Exercise objective
Can you render every line of the listing below as a JSON array of strings, one string per line, with blank lines left out?

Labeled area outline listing
☆ ☆ ☆ ☆ ☆ ☆ ☆

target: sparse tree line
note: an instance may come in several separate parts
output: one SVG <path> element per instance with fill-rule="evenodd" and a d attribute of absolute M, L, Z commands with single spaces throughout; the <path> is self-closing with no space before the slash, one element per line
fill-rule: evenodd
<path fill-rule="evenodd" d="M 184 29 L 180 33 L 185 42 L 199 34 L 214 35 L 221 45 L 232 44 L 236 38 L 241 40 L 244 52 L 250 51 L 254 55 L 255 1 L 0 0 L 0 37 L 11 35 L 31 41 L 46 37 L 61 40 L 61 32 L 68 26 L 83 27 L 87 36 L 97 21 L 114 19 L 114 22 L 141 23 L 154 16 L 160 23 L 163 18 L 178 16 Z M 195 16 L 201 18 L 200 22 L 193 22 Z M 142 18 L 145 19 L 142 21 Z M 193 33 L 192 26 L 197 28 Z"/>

☆ ☆ ☆ ☆ ☆ ☆ ☆

The response
[
  "target: sparse tree line",
  "note: an instance may come in several separate parts",
  "output: one SVG <path> element per instance with fill-rule=\"evenodd\" and a d attribute of absolute M, L, Z commands with single spaces throughout; the <path> is self-closing with no space before the slash, one element per line",
  "fill-rule: evenodd",
  "<path fill-rule=\"evenodd\" d=\"M 184 29 L 180 33 L 185 42 L 199 34 L 214 35 L 221 45 L 232 44 L 236 38 L 241 40 L 244 52 L 250 51 L 254 55 L 255 1 L 0 0 L 0 37 L 11 35 L 31 41 L 46 37 L 61 40 L 61 32 L 68 26 L 83 27 L 87 36 L 97 21 L 114 19 L 114 22 L 141 23 L 154 16 L 160 23 L 163 18 L 178 16 Z M 195 16 L 201 18 L 200 22 L 193 22 Z M 142 18 L 145 19 L 142 21 Z M 193 33 L 192 26 L 197 28 Z\"/>"
]